Six years ago I left a community I cared about, an awesome group of math teachers, and students I loved to find out two things: 1. How do humans learn mathematics? 2. What constitutes a "good" teacher?
To answer my first question, my journey has allowed me to work with students from TK to 12, from age 4 to 19, from the most studious of learners to the most resistant of learners, where each moment provides learning opportunities. I cannot say it has always been easy, but few things worth knowing are rarely easy; however, I have caught glimpses of how we learn through being able to work with this span. Understanding when we are exposed to different concepts and tracing how those concepts evolve through the grade levels, connecting this to why students still seem to show up year-after-year acting like each concept is brand new, and finding ways to combat that process. While I am so very, very far from a satisfactory answer to this question, I have developed a solid foundation for how and why.
My second question I originally thought would be the easier question to answer, but I have found that I still do not have as solid a foundation as I do with the first question. As a new teacher, I thought a "good" teacher looked like the photographs below:
The teacher at the front of the room, every student quietly hanging on every word I say, because the students were hungry to learn, and I was THE TEACHER, the dispensary of knowledge. These images quickly faded as I got into working with kids because they didn't have this same image of what their classroom should look like or that this is how I envisioned their learning.
Making a long story short, I found that my journey changed when I could have fun with students, I could be myself with them, and we could still have some sort of learning environment moving forward. After five years, I felt I was ready to really dive into answering my two questions. I didn't consider myself a "good" teacher, which is why I had the question. I knew that I cared about kids, I knew that I developed connections with them and I was always curious how they were doing. I knew that most of the time I was listening and dealing with helping them get past their "friend drama" or other types of drama in their life, which is their reality and they wouldn't, no couldn't, learn math if they were in the wrong mindset. I knew that I could laugh with kids and those disruptive, not afraid to be themselves, loud, and challenging students were my favorites. I like authentic people, people who tell you that you have something in your teeth, who call you on your BS, and who challenge you, but I didn't know what a "good" teacher looked like, sounded like, or did. My perception at this time moved from the images above to something amorphous and unclear, but with one important characteristic.
The message I was receiving said that the only thing that made a good teacher were the results the students were getting on whatever the measurement tool was, and it was almost entirely related to some sort of test. My effectiveness and worth as a teacher, my only criteria to determine if I was a "good" teacher, or not, was based on a single number. What's worse is that this single number only had to be high enough as compared to my colleagues to make me stand out as a "good" teacher. Not only does this not set the stage well for collaboration because I don't want any of my colleagues to know the "secret sauce" because they'll be just as "good" as me (I have to pause and say how much this sucks for our kids sitting in your's and mine's classrooms).

══════

- **REQUIREMENTS**:
1/ Which lines of the listing contain the string "answer"? Gather every one of them, treating uppercase and lowercase as different.
2/ Can you extend the essay on teaching, picking up right after its final sentence?
The essay on teaching and the listing come from two unrelated sources.

- **RECORDS FOR PROCESSING**:
══════

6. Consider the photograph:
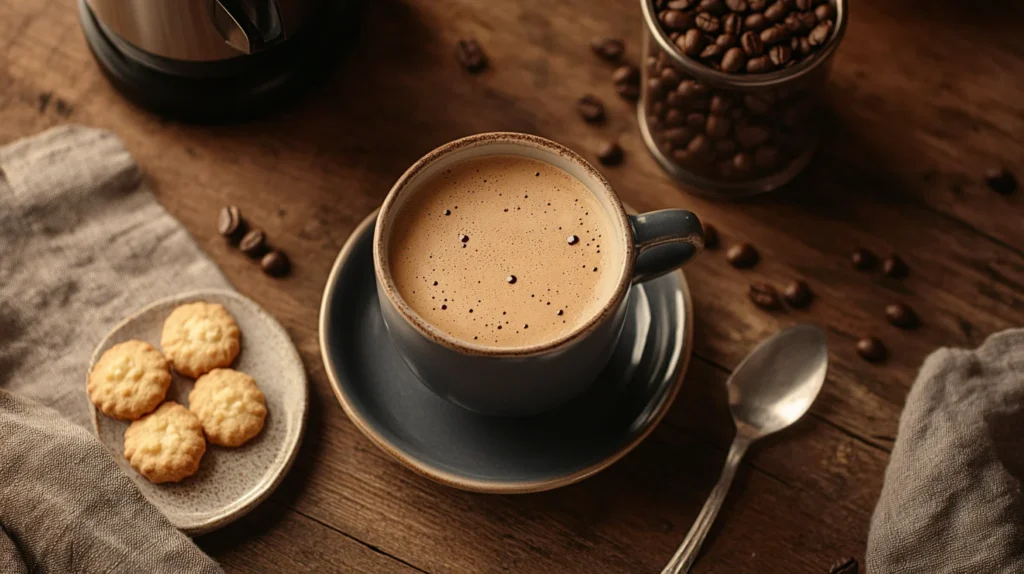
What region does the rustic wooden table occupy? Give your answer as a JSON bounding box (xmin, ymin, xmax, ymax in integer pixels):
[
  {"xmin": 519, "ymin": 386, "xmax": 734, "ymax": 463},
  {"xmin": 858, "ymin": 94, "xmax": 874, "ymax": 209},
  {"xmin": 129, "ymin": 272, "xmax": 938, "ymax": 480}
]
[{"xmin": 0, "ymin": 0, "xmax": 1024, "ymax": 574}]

══════

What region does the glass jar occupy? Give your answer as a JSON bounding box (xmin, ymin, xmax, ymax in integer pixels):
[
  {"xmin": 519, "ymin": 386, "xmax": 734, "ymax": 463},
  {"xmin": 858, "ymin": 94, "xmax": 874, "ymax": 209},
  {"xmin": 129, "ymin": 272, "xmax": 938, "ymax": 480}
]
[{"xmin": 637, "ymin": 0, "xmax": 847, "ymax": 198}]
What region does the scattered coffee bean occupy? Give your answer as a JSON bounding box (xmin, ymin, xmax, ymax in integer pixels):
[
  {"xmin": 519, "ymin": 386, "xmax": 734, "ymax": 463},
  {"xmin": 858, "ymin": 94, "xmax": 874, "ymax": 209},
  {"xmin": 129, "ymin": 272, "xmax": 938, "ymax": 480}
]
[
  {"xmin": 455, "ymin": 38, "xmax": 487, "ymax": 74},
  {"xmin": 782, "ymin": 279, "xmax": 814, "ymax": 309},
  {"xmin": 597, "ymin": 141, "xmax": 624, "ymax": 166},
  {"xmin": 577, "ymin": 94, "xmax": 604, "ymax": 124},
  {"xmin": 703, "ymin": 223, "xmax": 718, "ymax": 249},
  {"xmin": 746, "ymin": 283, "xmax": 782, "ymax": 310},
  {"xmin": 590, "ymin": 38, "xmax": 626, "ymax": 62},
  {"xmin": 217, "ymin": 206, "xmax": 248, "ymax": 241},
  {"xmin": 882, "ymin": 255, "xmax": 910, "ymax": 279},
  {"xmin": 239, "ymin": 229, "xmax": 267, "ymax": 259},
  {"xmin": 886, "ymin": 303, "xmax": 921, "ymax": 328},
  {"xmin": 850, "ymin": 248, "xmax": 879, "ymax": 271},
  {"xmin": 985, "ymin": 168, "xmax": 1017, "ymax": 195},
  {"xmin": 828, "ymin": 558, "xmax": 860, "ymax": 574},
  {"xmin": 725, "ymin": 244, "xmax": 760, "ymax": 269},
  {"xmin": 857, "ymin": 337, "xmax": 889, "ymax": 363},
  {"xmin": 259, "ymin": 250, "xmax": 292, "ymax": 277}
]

══════

- **REPLIES**:
1/
What region does the rustic wooden table occupy? Give your answer as a JSON bounding box (xmin, ymin, xmax, ymax in integer pixels):
What region does the glass jar occupy? Give your answer as a JSON bounding box (xmin, ymin, xmax, ymax in integer pixels):
What region does the scattered coffee bean occupy? Give your answer as a JSON bounding box (xmin, ymin, xmax, ymax in integer pixels):

2/
Although the notion that I was judged based on a single number didn't feel right to me, the gravity of importance related to the sacred number indicated that my notion was misguided at best. This process led me to seek out what makes a good teacher, and what might we pay attention to, because I was convinced there has to be more...that being a "good" teacher was more than determining if my milkshake was...well...you get it.
As my understanding about the learner grew, I noticed that most students respond to and desire their teacher to care about them, the individual, and seem to care less about the effectiveness of strategies or the preparation the teacher put into their lesson plans. Kids care about their relationship with you, they don't care about the learning you want them to master. From a kid's perspective, a good teacher is:
The educational system has this other focus which is results based on various measurements, but mostly based on a standardized test that inevitably is used to mark if a teacher is a good teacher or not. From this perspective, all the relationship and people side of things only matters if this helps produce better test scores, if we are machiavellian about our approach here then really any ends will justify the means provided our results meet whatever criteria we meet. Now granted, it is as dire as all that, but our current state I already see that approach coming back as the thing that matters is scores. It may be obvious by this constructed narrative where I stand on this issue, but personal belief aside, I am not really closer to answering my second question.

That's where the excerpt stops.